Work to be completed:
Every entry below should be written out exactly, and no image should appear.

Entries taken from a collection
>>>
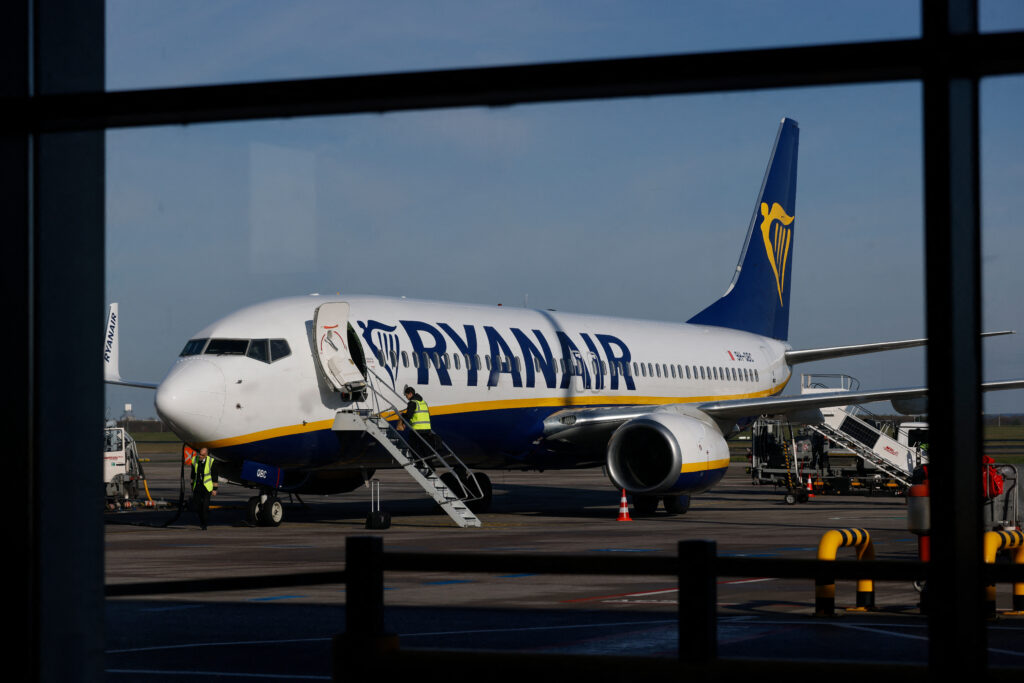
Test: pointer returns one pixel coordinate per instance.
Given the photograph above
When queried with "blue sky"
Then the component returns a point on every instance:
(631, 207)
<<<
Problem solution:
Test: pointer returns one pixel coordinate per instance.
Given the photograph above
When queried with "blue sky"
Then the component returns a point on every instance:
(631, 207)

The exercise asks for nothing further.